What this task involves:
Report each line in the listing below that contains the word "Zoom".
* BEGIN Records supplied *
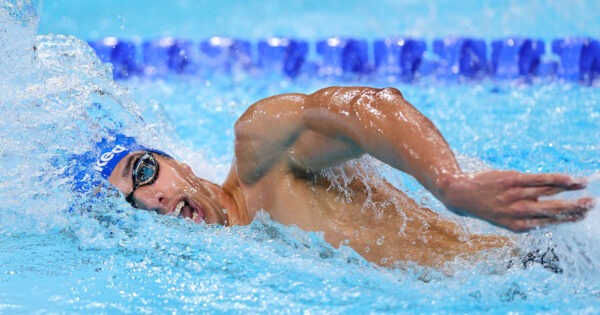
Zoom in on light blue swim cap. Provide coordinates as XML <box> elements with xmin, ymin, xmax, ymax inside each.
<box><xmin>66</xmin><ymin>132</ymin><xmax>170</xmax><ymax>194</ymax></box>
<box><xmin>93</xmin><ymin>134</ymin><xmax>170</xmax><ymax>179</ymax></box>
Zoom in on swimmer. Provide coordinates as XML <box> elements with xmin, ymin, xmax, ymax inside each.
<box><xmin>94</xmin><ymin>87</ymin><xmax>594</xmax><ymax>268</ymax></box>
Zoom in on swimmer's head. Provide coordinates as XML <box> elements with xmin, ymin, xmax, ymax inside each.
<box><xmin>93</xmin><ymin>134</ymin><xmax>170</xmax><ymax>179</ymax></box>
<box><xmin>92</xmin><ymin>134</ymin><xmax>227</xmax><ymax>224</ymax></box>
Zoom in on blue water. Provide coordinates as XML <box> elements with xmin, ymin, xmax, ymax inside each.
<box><xmin>0</xmin><ymin>1</ymin><xmax>600</xmax><ymax>314</ymax></box>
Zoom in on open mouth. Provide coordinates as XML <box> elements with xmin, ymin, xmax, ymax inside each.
<box><xmin>171</xmin><ymin>200</ymin><xmax>204</xmax><ymax>223</ymax></box>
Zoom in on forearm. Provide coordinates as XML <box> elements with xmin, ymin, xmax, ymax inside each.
<box><xmin>304</xmin><ymin>88</ymin><xmax>461</xmax><ymax>197</ymax></box>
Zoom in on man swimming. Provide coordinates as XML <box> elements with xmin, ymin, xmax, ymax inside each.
<box><xmin>95</xmin><ymin>87</ymin><xmax>593</xmax><ymax>268</ymax></box>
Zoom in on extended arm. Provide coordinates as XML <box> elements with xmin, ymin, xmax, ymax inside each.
<box><xmin>236</xmin><ymin>87</ymin><xmax>592</xmax><ymax>231</ymax></box>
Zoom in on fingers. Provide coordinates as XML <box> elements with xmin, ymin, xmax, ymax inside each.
<box><xmin>513</xmin><ymin>198</ymin><xmax>594</xmax><ymax>220</ymax></box>
<box><xmin>515</xmin><ymin>173</ymin><xmax>587</xmax><ymax>190</ymax></box>
<box><xmin>506</xmin><ymin>186</ymin><xmax>567</xmax><ymax>201</ymax></box>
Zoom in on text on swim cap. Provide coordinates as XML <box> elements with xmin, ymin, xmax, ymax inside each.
<box><xmin>94</xmin><ymin>145</ymin><xmax>127</xmax><ymax>172</ymax></box>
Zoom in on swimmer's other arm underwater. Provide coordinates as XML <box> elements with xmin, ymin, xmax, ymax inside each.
<box><xmin>95</xmin><ymin>87</ymin><xmax>594</xmax><ymax>267</ymax></box>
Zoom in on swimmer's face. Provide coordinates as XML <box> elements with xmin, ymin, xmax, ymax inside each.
<box><xmin>108</xmin><ymin>151</ymin><xmax>226</xmax><ymax>224</ymax></box>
* END Records supplied *
Finished task:
Zoom in on light blue swim cap. Provide coordinates as XML <box> elements with xmin, ymin, xmax, ymax inside each.
Zoom in on swimmer. Provide coordinates as XML <box> elements with xmin, ymin, xmax, ymax inside each.
Zoom in on swimmer's head. Provide coordinates as XML <box> elements with xmin, ymin, xmax, ymax inside each.
Zoom in on blue water. Provide coordinates as XML <box> elements with xmin, ymin, xmax, ymax inside each.
Zoom in on open mouth. Provide coordinates as XML <box> elements with xmin, ymin, xmax, ymax inside each.
Zoom in on forearm. Provide coordinates as XML <box> elements with xmin, ymin, xmax, ymax inside each.
Zoom in on man swimming. Provide coordinates as XML <box> elements with xmin, ymin, xmax, ymax inside each.
Zoom in on extended arm. Provide coordinates as XML <box> elements with xmin, ymin, xmax, ymax inside each.
Zoom in on fingers. Provide coordinates as XML <box> elements with xmin, ymin, xmax, ymax inside each.
Zoom in on text on swim cap. Provide coordinates as XML <box> elements with xmin, ymin, xmax, ymax inside each.
Zoom in on swimmer's other arm underwater. Provide coordinates as XML <box> elements with xmin, ymin, xmax, ymax inside each.
Zoom in on swimmer's face. Provide coordinates as XML <box> elements with xmin, ymin, xmax, ymax inside each.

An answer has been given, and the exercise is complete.